* [Brief]: Reproduce the following entries exactly, leaving nothing out.

* [Material provided]:
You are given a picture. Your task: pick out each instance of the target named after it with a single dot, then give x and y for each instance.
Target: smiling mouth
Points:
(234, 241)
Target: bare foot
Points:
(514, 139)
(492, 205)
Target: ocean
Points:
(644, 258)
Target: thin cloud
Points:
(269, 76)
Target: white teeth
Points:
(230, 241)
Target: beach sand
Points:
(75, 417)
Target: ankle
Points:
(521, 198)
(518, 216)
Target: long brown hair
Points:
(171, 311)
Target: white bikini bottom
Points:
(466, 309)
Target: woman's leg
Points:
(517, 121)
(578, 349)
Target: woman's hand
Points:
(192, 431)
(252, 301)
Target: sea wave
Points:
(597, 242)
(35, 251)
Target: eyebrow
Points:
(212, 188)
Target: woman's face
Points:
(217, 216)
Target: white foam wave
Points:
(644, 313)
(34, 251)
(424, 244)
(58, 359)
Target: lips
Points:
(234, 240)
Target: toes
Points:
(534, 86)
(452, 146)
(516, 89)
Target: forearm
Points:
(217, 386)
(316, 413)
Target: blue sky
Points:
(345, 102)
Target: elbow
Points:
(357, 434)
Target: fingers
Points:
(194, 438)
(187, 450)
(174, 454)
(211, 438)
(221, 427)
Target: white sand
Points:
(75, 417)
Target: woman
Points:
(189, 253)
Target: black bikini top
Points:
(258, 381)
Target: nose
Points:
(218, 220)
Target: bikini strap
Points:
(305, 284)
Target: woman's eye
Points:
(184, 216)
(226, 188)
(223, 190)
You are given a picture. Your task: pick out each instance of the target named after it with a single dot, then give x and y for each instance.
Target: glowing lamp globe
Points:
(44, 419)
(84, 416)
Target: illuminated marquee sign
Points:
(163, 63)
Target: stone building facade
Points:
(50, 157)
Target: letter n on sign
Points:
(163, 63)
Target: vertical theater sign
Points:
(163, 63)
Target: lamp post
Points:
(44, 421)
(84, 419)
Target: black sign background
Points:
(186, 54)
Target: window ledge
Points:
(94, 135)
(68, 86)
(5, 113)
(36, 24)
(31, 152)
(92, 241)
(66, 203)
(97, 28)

* [Answer]:
You are given a picture. Your task: pick out each instance of the target named after it with a single dot, then give x and y for each instance.
Target: smiling mouth
Points:
(234, 241)
Target: bare foot
Points:
(514, 139)
(492, 205)
Target: ocean
Points:
(644, 258)
Target: thin cloud
Points:
(269, 76)
Target: white teeth
Points:
(230, 241)
Target: beach sand
Points:
(75, 417)
Target: ankle
Points:
(521, 198)
(518, 216)
Target: long brown hair
Points:
(171, 311)
Target: white bikini bottom
Points:
(466, 309)
Target: woman's leg
Points:
(517, 121)
(578, 349)
Target: woman's hand
Points:
(192, 431)
(252, 301)
Target: sea wave
Points:
(597, 242)
(35, 251)
Target: eyebrow
Points:
(212, 188)
Target: woman's face
Points:
(217, 216)
Target: white foam wave
Points:
(644, 313)
(34, 251)
(424, 244)
(58, 359)
Target: lips
Points:
(234, 240)
Target: toes
Points:
(534, 86)
(452, 146)
(516, 89)
Target: forearm
Points:
(217, 386)
(316, 413)
Target: blue sky
Points:
(345, 102)
Target: elbow
Points:
(357, 434)
Target: fingers
Points:
(194, 438)
(187, 450)
(174, 454)
(211, 438)
(221, 427)
Target: white sand
Points:
(75, 417)
Target: woman
Points:
(189, 253)
Target: black bikini top
Points:
(258, 381)
Target: nose
Points:
(218, 220)
Target: bikini strap
Points:
(305, 284)
Target: woman's eye
Points:
(184, 216)
(226, 188)
(223, 190)
You are given a picture. Your task: pick out each instance of the target named after it with a single dot, then give x and y for each instance.
Target: glowing lamp globe
Points:
(44, 419)
(84, 416)
Target: illuminated marquee sign
Points:
(163, 63)
Target: stone building facade
Points:
(50, 157)
Target: letter n on sign
Points:
(163, 63)
Target: vertical theater sign
Points:
(163, 63)
Target: lamp post
Points:
(44, 421)
(84, 419)
Target: black sign background
Points:
(186, 54)
Target: window ledge
Points:
(94, 135)
(68, 86)
(5, 113)
(36, 24)
(31, 152)
(92, 241)
(66, 203)
(97, 28)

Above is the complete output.